_WHAT YOU WILL DO:_ Write out each line exactly as given. Leave the pictures out of your copy.

*****

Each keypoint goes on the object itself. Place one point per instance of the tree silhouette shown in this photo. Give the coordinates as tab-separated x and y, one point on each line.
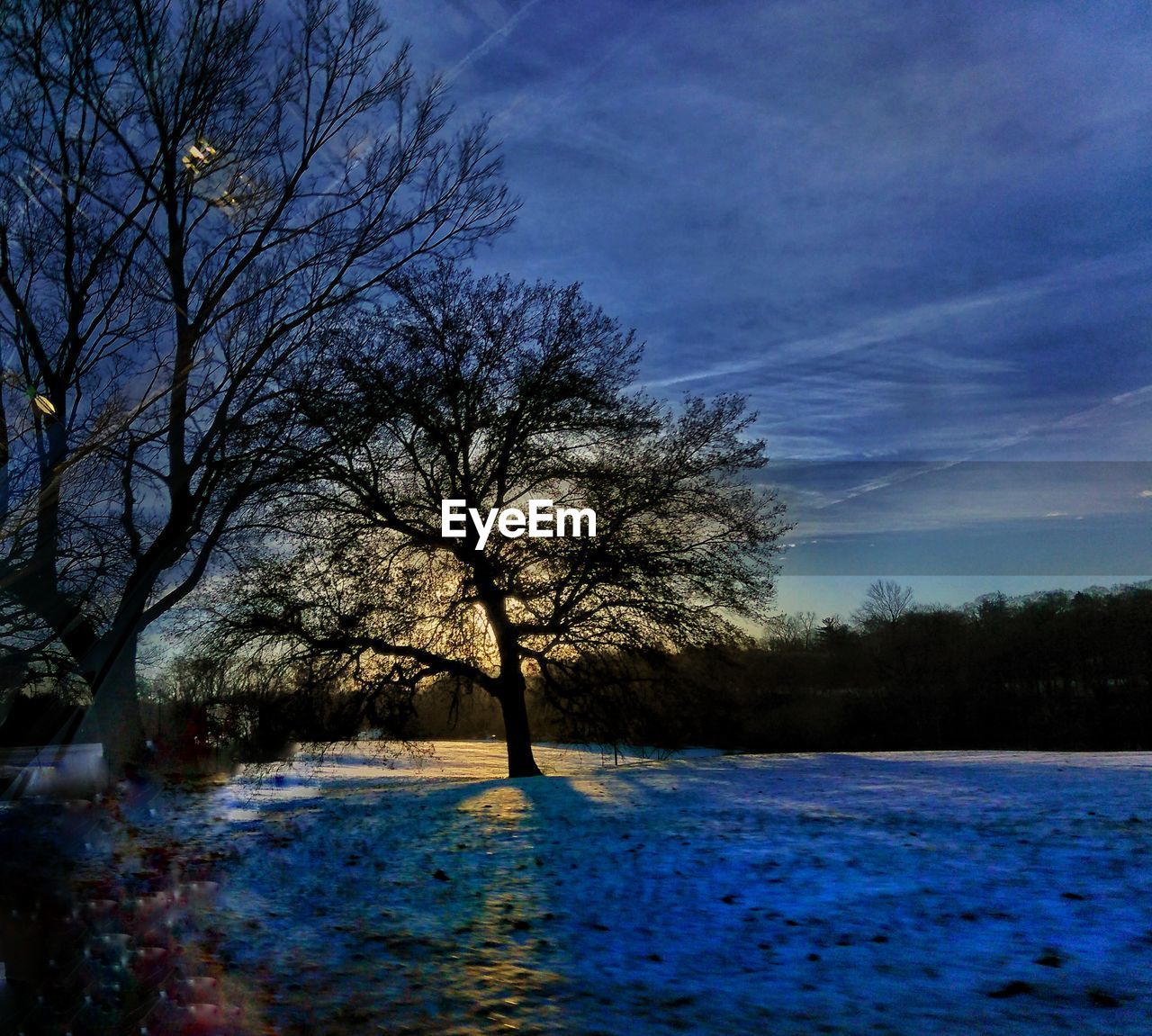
185	192
885	603
493	392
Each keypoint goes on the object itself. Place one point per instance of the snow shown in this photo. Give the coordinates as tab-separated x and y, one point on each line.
936	892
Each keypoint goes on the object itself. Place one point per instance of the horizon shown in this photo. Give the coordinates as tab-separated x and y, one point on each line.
914	241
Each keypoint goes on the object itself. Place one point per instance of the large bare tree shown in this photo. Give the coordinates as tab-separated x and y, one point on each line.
494	393
187	192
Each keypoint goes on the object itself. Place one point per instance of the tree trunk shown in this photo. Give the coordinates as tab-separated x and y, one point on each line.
521	761
114	716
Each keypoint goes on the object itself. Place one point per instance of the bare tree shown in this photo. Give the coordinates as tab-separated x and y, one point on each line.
493	393
187	193
885	603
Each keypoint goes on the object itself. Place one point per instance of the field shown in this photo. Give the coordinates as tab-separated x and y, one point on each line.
999	892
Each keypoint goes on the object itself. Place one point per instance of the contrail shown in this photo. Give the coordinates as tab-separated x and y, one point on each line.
505	30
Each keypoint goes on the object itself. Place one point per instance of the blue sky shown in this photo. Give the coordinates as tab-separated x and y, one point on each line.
916	235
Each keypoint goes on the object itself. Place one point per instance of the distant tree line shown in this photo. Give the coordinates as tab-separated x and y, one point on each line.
1052	671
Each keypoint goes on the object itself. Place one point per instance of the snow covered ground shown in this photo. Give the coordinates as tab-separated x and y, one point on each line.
940	892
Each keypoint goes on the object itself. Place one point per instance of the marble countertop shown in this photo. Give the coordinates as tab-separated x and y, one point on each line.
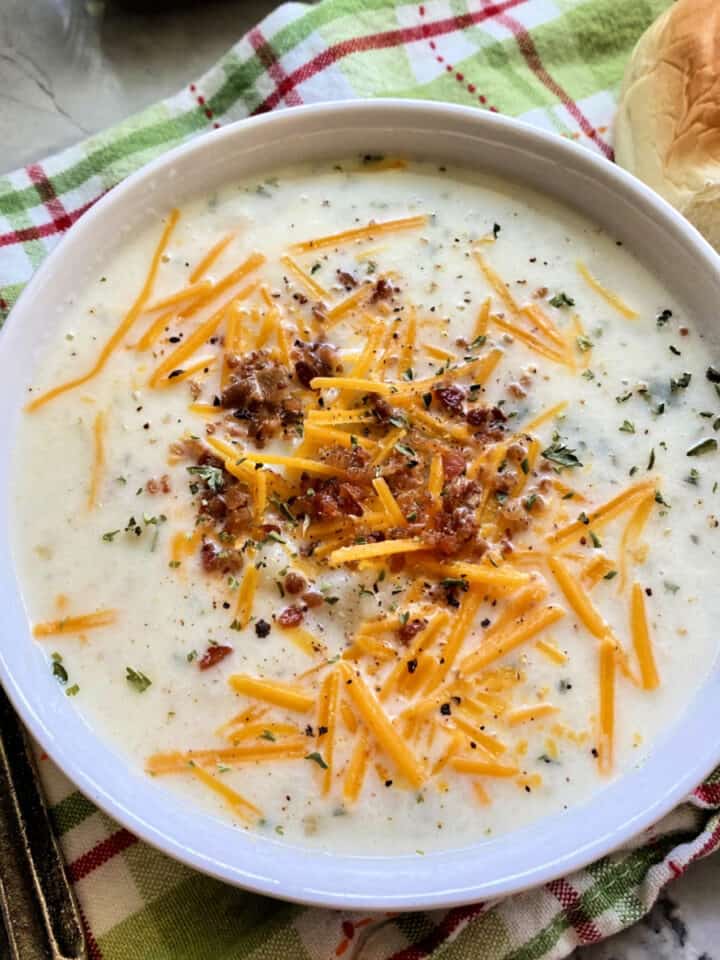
71	67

*****

_ANSWER TO THIS EXERCISE:_
Each keypoint goes on the object itself. Place one point per instance of the tree silhouette shown in this photo. Give the coordinates as tab-separated x and y, one point on each line.
185	192
885	603
493	392
Each keypoint goes on the object itself. Place one point per instance of the snow shown in this photo. Give the coordinates as tab-separated x and y, one point on each line.
936	892
Each keypoint goes on the object itself. Place one point per instance of the horizon shown in this photo. Give the coordinates as tab-separated x and y, one point on each line.
914	241
Each keypoint goes on the object itself. Place one point per instance of the large bare tree shown in this photo. Give the coordinates as tab-separated x and y, one point on each line.
494	393
187	192
Each keypoint goes on the object itself. Place one point per instance of the tree trunk shown in this photo. Give the coordinates as tab-separated x and y, one point on each line.
521	761
114	716
Each keypoint goes on the object itself. Place one point per instance of the bare tree shown in this photo. Give the coordinates as tab-separated x and y, one point on each line.
493	393
187	193
885	603
Each keypoint goes on the object itself. Place one point per instance of the field shown in this photo. Give the coordinates as tab-separated x and y, one point on each line.
999	892
Each keypoint goes on the object itself. Place one point per instance of the contrail shown in this photo. Give the coordinates as tab-separated x and y, one point on each line.
505	30
Each keypoint goes on the object itself. Place one point per instance of the blue sky shown in this photo. Give the coordinates as tab-separated x and y, one point on each line.
916	235
Each keypoint goes on the object itself. Place one point per instance of the distant tree line shown in this photo. Give the coordinates as tab-separated x and y, one point on each line.
1052	671
Each keypoint goes on the object itself. Place one point per instance of the snow covered ground shown in this photo. Give the coordinates as tab-separated x and y, one point on each line.
940	892
Each keypoint goes on the object itself. Place one point per instance of the marble countertop shown in this photo. Give the coordinates as tab-separated x and y, one point on each line.
71	67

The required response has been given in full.